▶ _Study text_

Then last night my Miss Mocha started having issues. Mocha is my flat coated chocolate Labrador. She is all of 4.5 years old. While most people remember 2020 for many reasons, I remember it because I got my Mocha.


I had asked for a puppy for Christmas and was sorely disappointed when no presents made noise, barked or wiggled under the tree. I surprised myself how sad I was not to get a puppy. The next day, Boxing Day, Brian had been out and he yelled for me to come as soon as he got in the front door. Now because I was still sour over the lack of a puppy I took offence that he “yelled” at me across the house. So begrudgingly and slowly, I went to find out what the hollering was about.


There he stood with a wiggly, squirming puppy, my Mocha. I grabbed the puppy and a box of Kleenex and promptly sat on the floor tears rolling down my cheeks to get better acquainted. He had arranged for a puppy but the folks couldn’t bring her til the day after Christmas. My whole family knew she was coming, I didn’t.


Mocha’s parents looked like regular short haired labs and Mochas’ puppies all looked like regular labs but Mocha got fluffier and fluffier. She had this beautiful long hair. She looked like a chocolate golden retriever, we thought we got ripped off. It took us a long time before someone told us she was a flat coated Labrador retriever. A special kind.


Last night was long, long for me and very long for Mocha. I had been out most of the day and when I got home there was a present on the floor, a pile of poop. It is odd because it is not usual. But I had been out and dismissed it as an accident.


All evening nothing was unusual and when Mocha needed to go out shortly after bedtime, okay. But when she needed to go out 15 minutes after that…. Something was up. Mocha has not slept yet. She was awake all night either pacing or running for the door every 15-20 minutes. I did get 2 hours in different sections but I’m pretty sure that was exhaustion on my part, but she was still needing to go out and she was always waiting to head out when I finally woke up from my short naps. Sometimes Mila, Mochas daughter, now 3 would go with her, sometimes not. Mocha has been pooping and throwing up all night.

▶ _Entries supplied_
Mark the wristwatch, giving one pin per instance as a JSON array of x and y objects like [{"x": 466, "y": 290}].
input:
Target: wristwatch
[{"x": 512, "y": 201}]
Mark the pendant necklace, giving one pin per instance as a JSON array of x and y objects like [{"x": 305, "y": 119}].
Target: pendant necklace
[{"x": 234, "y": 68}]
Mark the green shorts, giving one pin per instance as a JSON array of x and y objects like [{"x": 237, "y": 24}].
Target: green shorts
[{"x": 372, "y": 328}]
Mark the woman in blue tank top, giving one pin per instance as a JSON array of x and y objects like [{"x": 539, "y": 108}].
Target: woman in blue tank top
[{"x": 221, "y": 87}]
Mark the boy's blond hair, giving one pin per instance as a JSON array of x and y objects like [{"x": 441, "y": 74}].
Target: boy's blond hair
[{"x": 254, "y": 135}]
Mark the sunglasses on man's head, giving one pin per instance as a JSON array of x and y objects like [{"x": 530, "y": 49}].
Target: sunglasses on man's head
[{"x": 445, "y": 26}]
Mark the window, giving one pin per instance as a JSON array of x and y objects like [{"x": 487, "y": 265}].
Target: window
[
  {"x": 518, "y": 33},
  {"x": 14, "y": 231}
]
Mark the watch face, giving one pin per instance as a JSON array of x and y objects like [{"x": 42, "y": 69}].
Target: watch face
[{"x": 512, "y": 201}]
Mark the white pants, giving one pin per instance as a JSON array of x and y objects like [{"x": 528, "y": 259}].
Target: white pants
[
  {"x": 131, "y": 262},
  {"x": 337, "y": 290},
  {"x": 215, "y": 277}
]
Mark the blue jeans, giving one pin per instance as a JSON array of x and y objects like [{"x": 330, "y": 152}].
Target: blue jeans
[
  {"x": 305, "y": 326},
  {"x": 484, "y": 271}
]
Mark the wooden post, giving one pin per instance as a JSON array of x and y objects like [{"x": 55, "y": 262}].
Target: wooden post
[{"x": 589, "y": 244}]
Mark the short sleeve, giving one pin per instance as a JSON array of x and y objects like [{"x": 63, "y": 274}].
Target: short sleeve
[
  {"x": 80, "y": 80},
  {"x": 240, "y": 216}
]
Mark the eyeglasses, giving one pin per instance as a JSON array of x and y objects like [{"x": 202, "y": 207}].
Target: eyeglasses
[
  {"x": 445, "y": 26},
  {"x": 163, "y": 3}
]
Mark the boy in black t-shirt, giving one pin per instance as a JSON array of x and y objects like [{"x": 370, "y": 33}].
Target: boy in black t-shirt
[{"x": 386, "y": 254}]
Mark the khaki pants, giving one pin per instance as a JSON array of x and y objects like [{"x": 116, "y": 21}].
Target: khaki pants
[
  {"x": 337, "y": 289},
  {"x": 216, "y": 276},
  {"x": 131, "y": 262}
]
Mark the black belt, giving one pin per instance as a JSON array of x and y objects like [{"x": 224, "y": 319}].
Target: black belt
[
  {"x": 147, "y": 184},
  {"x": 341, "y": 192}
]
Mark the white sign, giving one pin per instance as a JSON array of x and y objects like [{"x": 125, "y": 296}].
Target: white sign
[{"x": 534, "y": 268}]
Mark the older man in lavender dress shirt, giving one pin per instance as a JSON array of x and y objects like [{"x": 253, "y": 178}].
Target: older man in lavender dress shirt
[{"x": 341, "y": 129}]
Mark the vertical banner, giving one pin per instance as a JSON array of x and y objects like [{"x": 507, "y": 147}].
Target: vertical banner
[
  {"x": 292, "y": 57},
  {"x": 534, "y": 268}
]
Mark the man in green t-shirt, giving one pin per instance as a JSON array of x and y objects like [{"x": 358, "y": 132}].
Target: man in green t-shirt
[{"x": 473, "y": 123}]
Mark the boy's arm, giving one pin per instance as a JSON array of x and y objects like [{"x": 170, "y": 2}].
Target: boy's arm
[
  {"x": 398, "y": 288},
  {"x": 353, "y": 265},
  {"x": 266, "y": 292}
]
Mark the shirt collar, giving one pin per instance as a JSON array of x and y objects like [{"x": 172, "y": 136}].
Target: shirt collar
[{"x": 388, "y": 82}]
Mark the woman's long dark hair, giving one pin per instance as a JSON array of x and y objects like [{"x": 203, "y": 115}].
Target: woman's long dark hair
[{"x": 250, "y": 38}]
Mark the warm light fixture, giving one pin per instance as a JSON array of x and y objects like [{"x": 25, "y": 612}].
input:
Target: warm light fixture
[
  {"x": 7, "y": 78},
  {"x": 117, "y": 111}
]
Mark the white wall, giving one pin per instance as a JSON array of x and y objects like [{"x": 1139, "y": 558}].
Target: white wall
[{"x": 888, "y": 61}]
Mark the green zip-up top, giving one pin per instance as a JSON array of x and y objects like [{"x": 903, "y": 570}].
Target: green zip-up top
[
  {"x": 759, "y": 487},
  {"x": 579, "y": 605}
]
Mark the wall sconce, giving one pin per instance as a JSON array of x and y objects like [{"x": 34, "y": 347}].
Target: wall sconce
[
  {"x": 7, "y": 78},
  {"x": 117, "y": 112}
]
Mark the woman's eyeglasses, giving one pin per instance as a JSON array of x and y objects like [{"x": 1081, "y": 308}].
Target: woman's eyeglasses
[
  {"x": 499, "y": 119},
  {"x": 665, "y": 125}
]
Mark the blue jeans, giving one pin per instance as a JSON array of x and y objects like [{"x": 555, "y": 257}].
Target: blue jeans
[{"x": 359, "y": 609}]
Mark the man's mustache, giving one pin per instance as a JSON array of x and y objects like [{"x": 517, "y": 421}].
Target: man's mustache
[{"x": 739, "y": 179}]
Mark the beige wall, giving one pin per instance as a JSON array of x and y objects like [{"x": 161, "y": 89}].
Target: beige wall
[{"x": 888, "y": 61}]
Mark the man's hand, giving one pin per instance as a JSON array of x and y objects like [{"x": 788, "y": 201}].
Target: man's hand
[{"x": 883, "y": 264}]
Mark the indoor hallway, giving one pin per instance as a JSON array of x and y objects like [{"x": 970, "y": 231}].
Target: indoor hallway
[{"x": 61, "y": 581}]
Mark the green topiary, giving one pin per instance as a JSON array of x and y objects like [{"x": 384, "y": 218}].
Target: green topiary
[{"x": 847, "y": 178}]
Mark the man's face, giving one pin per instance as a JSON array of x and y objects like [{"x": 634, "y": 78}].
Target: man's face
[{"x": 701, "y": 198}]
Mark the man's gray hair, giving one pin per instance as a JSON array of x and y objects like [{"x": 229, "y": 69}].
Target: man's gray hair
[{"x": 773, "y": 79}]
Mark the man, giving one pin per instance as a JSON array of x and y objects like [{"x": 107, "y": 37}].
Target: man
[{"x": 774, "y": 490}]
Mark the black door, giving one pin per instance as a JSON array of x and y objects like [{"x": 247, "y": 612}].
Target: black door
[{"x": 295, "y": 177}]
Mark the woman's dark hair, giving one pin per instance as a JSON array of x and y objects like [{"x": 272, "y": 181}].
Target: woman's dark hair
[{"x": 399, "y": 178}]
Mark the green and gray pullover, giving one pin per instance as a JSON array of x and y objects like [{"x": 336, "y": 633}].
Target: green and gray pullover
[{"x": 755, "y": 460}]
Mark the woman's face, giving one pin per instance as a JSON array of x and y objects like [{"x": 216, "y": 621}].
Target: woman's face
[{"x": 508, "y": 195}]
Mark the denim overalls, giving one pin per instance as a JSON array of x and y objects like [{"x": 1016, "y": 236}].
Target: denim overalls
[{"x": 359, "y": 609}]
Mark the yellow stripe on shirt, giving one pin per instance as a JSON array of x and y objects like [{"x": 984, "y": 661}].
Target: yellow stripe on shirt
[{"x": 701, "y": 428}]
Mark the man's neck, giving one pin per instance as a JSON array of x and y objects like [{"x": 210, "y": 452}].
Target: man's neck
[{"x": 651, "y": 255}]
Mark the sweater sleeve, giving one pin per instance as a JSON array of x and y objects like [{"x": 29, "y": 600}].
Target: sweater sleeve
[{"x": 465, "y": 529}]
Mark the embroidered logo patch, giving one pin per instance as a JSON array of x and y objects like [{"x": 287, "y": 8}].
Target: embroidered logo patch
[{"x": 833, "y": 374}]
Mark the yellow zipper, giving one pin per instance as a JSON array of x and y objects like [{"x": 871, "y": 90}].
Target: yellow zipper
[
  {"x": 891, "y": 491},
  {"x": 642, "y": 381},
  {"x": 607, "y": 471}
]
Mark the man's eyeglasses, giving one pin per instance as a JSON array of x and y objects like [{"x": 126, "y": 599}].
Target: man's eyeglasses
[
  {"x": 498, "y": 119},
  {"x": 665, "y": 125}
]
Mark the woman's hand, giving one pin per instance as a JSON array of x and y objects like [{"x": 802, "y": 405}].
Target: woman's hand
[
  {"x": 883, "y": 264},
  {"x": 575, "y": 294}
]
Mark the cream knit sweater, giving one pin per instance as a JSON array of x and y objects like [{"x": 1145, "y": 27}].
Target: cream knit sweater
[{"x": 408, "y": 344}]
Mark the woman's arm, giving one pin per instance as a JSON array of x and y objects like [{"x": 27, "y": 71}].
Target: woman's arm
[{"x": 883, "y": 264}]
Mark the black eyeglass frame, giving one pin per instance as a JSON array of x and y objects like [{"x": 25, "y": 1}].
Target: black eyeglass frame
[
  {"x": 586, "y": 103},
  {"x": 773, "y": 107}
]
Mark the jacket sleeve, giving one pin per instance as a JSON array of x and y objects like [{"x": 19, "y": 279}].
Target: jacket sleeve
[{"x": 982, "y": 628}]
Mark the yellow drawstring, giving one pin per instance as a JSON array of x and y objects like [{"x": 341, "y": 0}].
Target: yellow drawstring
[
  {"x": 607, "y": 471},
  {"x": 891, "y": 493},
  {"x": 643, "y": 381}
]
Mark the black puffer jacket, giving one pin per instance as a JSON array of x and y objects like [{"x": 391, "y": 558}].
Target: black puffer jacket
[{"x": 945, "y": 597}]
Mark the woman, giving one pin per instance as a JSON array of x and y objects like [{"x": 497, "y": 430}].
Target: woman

▶ _Exercise aim_
Carry on the story about Mocha the Labrador, starting right after its last sentence.

▶ _Reply to the task_
After Mocha had her batch of puppies she got ill. She had developed Cushings disease. It is a condition where the dog makes excess cortisol. It can lead to excessive thirst, panting, and a pot belly appearance. In Mochas case we know her spleen is also enlarged. Her energy is not the same, her temperament went through various stages, one being fairly aggressive for a while. Her favourite pastime was to run with the quad, that ceased a long time ago. It hurt her body for 2 days after. She would tuck herself into my ensuite and hide there while she recovered from the run. Not worth it.


The “time span” given for dogs with Cushings is 3 years give or take. Mila, her puppy, turned 3 the end of May.


Mocha has been happy enough but she is obviously uncomfortable now. She doesn’t seem to be able to lay down. She’s sat up all night panting furiously and running for the door.


The last time I saw the vet she recommended to mark the calendar with different colors to show if Mocha had a good day or a bad. That way we could see at a glance if she was having more good than bad days or vice versa. It was a brilliant idea.


I will head to the vet shortly here.


The seasons of life. I have been given a new season and fresh start with my HUGE God given miracle of being proclaimed “cancer free”. But as I look and wonder what God is up to, first taking Brian, then Martha and now my Mocha it gives me pause to question what is up.


Mocha has been my constant companion here in the bush we moved to, I would not have made it without her. She had guarded me, loved me and been my friend for the time God has graciously given us. Definitely not long enough, but she did it well and another piece of my heart will be going with her.